* **ASSIGNMENT**
When you reach the entries below, transcribe each line word for word.

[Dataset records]
_ _ _ _ _

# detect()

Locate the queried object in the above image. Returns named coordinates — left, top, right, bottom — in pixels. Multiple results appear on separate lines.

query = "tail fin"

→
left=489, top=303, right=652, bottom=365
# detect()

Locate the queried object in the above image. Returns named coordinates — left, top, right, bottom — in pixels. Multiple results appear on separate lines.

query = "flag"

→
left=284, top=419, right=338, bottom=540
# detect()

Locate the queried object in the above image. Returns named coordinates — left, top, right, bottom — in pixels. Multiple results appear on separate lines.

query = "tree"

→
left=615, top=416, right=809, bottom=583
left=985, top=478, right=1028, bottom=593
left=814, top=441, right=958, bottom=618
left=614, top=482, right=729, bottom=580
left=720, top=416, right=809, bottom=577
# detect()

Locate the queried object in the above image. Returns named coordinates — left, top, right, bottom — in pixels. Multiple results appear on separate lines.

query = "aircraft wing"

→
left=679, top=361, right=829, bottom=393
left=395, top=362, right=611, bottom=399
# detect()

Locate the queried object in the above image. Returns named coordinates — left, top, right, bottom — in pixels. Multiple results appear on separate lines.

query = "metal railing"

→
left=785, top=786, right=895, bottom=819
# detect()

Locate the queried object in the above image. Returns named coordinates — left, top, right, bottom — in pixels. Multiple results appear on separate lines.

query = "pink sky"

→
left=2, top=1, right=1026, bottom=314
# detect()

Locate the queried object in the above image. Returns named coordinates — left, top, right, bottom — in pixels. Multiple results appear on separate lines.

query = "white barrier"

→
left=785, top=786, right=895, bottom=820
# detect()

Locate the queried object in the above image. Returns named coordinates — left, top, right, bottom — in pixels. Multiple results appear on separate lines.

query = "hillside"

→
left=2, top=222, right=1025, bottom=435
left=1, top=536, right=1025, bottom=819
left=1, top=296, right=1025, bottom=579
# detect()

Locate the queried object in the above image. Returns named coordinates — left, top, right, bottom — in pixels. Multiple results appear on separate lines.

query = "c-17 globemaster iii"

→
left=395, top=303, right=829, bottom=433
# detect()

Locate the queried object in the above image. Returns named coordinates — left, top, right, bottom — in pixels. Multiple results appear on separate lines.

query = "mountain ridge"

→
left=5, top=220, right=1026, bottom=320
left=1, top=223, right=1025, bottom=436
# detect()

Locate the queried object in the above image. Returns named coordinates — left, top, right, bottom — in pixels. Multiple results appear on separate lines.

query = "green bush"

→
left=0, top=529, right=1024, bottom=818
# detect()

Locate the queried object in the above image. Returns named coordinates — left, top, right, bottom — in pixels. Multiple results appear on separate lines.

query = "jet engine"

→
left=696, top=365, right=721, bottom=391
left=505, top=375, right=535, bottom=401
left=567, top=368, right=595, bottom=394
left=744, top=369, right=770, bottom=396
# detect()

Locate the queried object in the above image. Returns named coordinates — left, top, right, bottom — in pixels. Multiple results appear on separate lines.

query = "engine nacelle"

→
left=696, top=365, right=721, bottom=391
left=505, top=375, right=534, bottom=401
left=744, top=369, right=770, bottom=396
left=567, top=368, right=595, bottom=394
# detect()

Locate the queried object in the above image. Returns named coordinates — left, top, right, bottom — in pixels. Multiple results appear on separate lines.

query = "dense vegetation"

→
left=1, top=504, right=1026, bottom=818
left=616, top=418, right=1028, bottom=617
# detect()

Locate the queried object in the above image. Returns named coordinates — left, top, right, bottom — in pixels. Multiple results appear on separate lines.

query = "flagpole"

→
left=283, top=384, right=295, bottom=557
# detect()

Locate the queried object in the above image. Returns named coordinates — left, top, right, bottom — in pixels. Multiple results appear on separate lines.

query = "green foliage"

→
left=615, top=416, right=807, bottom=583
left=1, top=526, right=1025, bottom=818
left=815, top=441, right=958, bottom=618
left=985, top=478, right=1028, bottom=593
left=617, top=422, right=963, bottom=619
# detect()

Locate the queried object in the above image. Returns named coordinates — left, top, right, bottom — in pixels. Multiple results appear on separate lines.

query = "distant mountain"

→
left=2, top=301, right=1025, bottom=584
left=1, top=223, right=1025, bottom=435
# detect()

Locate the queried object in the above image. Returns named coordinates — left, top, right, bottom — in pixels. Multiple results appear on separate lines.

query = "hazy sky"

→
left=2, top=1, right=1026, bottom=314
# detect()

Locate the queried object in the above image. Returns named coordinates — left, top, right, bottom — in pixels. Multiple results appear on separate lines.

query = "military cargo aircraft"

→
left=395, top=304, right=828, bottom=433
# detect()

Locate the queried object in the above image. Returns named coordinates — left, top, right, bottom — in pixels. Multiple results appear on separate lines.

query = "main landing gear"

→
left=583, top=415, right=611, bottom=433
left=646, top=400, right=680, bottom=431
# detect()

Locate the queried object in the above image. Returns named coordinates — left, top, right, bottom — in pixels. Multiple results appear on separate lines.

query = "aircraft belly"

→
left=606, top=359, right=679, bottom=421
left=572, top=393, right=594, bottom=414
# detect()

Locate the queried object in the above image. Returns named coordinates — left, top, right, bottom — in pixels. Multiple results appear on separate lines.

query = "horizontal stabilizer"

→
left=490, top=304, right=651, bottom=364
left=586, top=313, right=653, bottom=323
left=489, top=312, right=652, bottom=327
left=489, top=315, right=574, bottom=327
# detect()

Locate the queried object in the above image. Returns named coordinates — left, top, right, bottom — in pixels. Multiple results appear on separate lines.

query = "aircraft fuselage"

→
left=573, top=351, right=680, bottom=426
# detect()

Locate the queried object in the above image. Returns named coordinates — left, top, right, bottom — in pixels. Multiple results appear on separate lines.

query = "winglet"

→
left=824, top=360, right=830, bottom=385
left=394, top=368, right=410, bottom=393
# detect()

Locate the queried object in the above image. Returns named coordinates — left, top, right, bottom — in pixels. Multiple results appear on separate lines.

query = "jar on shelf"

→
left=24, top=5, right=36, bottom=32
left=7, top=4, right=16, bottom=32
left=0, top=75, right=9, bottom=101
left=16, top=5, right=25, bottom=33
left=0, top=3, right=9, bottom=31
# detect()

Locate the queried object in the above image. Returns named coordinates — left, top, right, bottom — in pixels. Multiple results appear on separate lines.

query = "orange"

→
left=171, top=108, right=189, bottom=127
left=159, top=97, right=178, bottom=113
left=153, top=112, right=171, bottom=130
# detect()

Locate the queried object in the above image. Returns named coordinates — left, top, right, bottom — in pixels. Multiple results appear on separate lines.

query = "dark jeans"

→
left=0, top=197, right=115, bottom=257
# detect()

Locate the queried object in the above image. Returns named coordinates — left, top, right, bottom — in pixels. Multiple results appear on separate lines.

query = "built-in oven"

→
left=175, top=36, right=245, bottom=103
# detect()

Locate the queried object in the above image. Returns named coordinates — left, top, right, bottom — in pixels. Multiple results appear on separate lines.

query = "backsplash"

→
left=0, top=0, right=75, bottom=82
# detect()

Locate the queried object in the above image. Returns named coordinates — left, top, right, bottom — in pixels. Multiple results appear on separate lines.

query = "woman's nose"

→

_ _ _ _ _

* **SOLUTION**
# detect()

Locate the queried object in the above image. Returns named coordinates — left, top, right, bottom — in pixels. Multiple results appear on separate lines.

query = "tail fin"

→
left=489, top=303, right=652, bottom=365
# detect()

Locate the queried object in the above image. Returns named coordinates — left, top, right, bottom — in pixels. Multiple results appear on separate lines.

query = "flag"

→
left=284, top=419, right=338, bottom=540
# detect()

Locate the queried object in the above image. Returns named coordinates — left, top, right, bottom — in pixels. Multiple results appear on separate lines.

query = "tree"

→
left=615, top=416, right=809, bottom=583
left=985, top=478, right=1028, bottom=593
left=814, top=441, right=958, bottom=618
left=614, top=482, right=729, bottom=580
left=720, top=416, right=809, bottom=577
# detect()

Locate the queried object in the above image. Returns named coordinates — left, top, right, bottom — in pixels. Multiple results appear on separate lines.

query = "aircraft wing"

→
left=679, top=361, right=829, bottom=393
left=395, top=362, right=611, bottom=399
# detect()

Locate the queried object in the above image. Returns named coordinates — left, top, right, bottom — in pixels. Multiple results appear on separate lines.

query = "metal railing"

→
left=785, top=786, right=895, bottom=819
# detect()

Locate the queried object in the above image. Returns named coordinates — left, top, right, bottom — in pixels. Multiple results appear on separate lines.

query = "pink sky"

→
left=2, top=1, right=1026, bottom=314
# detect()

Locate the queried object in the above image. Returns named coordinates — left, top, right, bottom — in pixels. Multiple results appear on separate lines.

query = "white barrier"

→
left=785, top=786, right=895, bottom=820
# detect()

Locate the queried object in the above image. Returns named coordinates — left, top, right, bottom — in pixels. Multiple results appear on separate lines.

query = "hillside"

→
left=2, top=222, right=1025, bottom=435
left=1, top=536, right=1025, bottom=819
left=1, top=296, right=1025, bottom=579
# detect()

Locate the queried object in the above image. Returns named coordinates — left, top, right, bottom — in pixels. Multiple results appear on separate lines.

query = "c-17 globemaster iii"

→
left=395, top=303, right=829, bottom=433
# detect()

Locate the queried object in the above image. Returns named coordinates — left, top, right, bottom — in pixels. Multiple results appear on separate lines.

query = "mountain ridge"

→
left=5, top=220, right=1026, bottom=320
left=1, top=223, right=1025, bottom=436
# detect()

Locate the queried object in the above image. Returns named coordinates — left, top, right, bottom — in pixels. Multiple results appear on separate lines.

query = "green bush"

→
left=0, top=529, right=1024, bottom=818
# detect()

Locate the queried object in the above image. Returns named coordinates — left, top, right, bottom — in pixels. Multiple results appear on separate lines.

query = "jet engine"

→
left=696, top=365, right=721, bottom=391
left=505, top=375, right=535, bottom=401
left=567, top=368, right=595, bottom=394
left=744, top=369, right=770, bottom=396
# detect()

Locate the queried object in the above image. Returns named coordinates — left, top, right, bottom — in pixels. Multiple results appear on separate lines.

query = "engine nacelle"

→
left=696, top=365, right=721, bottom=391
left=505, top=375, right=534, bottom=401
left=744, top=369, right=770, bottom=396
left=567, top=368, right=595, bottom=394
# detect()

Locate the queried object in the above image. Returns named coordinates — left, top, right, bottom — in pixels. Multiple results appear on separate lines.

query = "dense vegetation"

→
left=1, top=504, right=1026, bottom=818
left=616, top=418, right=1028, bottom=617
# detect()

Locate the queried object in the above image. Returns named coordinates — left, top, right, bottom — in pixels. Multiple results appear on separate lines.

query = "flagpole"

→
left=283, top=384, right=295, bottom=557
# detect()

Locate the queried object in the above image. Returns named coordinates — left, top, right, bottom — in pixels. Multiple results appear on separate lines.

query = "green foliage"

→
left=615, top=416, right=807, bottom=583
left=1, top=526, right=1025, bottom=818
left=815, top=441, right=958, bottom=618
left=985, top=478, right=1028, bottom=593
left=617, top=422, right=963, bottom=619
# detect()

Locate the queried object in the above image. Returns named coordinates — left, top, right, bottom — in pixels. Multiple results appear on separate lines.

query = "distant mountain"

→
left=2, top=301, right=1025, bottom=584
left=1, top=223, right=1025, bottom=435
# detect()

Locate the queried object in the above image. Returns named coordinates — left, top, right, bottom — in pixels. Multiple results appear on separate lines.

query = "hazy sky"

→
left=2, top=1, right=1026, bottom=314
# detect()

Locate the queried object in the above image. Returns named coordinates — left, top, right, bottom — in pixels. Multiple results appear on separate lines.

query = "military cargo aircraft"

→
left=395, top=304, right=828, bottom=433
# detect()

Locate the queried object in the above image. Returns named coordinates — left, top, right, bottom — in pixels. Multiple results appear on separate lines.

query = "main landing gear"

→
left=583, top=415, right=611, bottom=433
left=646, top=400, right=680, bottom=431
# detect()

Locate the queried object in the above image. Returns named coordinates — left, top, right, bottom — in pixels. Multiple results appear on separate lines.

query = "aircraft belly"

→
left=606, top=359, right=679, bottom=421
left=572, top=393, right=594, bottom=414
# detect()

Locate the queried object in the above image. Returns named coordinates — left, top, right, bottom — in pixels. Multiple results appear on separate lines.

query = "horizontal stabilizer"

→
left=490, top=304, right=651, bottom=364
left=586, top=313, right=653, bottom=323
left=489, top=312, right=652, bottom=327
left=489, top=315, right=574, bottom=327
# detect()

Locate the queried object in the above image. Returns named coordinates — left, top, right, bottom — in pixels. Multiple results appear on separate lines.

query = "aircraft fuselage"

→
left=573, top=351, right=680, bottom=426
# detect()

Locate the queried object in the above image. Returns named coordinates — left, top, right, bottom — in pixels. Multiple results appear on separate lines.

query = "winglet"

→
left=824, top=360, right=830, bottom=385
left=394, top=368, right=410, bottom=393
# detect()

Locate the queried object in the above image. Returns named coordinates — left, top, right, bottom — in pixels. Multiple results appear on separate lines.

query = "jar on shelf"

→
left=24, top=5, right=36, bottom=32
left=7, top=4, right=16, bottom=32
left=0, top=75, right=9, bottom=101
left=16, top=5, right=25, bottom=33
left=0, top=3, right=9, bottom=31
# detect()

Locate the queried object in the above image. Returns named coordinates — left, top, right, bottom — in pixels. Multiple results appear on separate lines.

query = "orange"

→
left=171, top=108, right=189, bottom=127
left=159, top=97, right=178, bottom=113
left=153, top=112, right=171, bottom=130
# detect()

Locate the queried object in the above image. Returns named coordinates — left, top, right, bottom — in pixels. Multiple results appear on separate lines.

query = "dark jeans"

→
left=0, top=197, right=115, bottom=257
# detect()

Locate the queried object in the above image. Returns named coordinates — left, top, right, bottom — in pixels. Multiple results appear on separate lines.

query = "built-in oven"

→
left=175, top=36, right=245, bottom=103
# detect()

Locate the queried object in the above image. Returns named coordinates — left, top, right, bottom — in pixels. Multiple results appear on separate lines.

query = "backsplash"

→
left=0, top=0, right=75, bottom=82
# detect()

Locate the queried object in the above image. Returns named coordinates — left, top, right, bottom — in pixels. Multiple results appear on separate lines.

query = "woman's nose"

→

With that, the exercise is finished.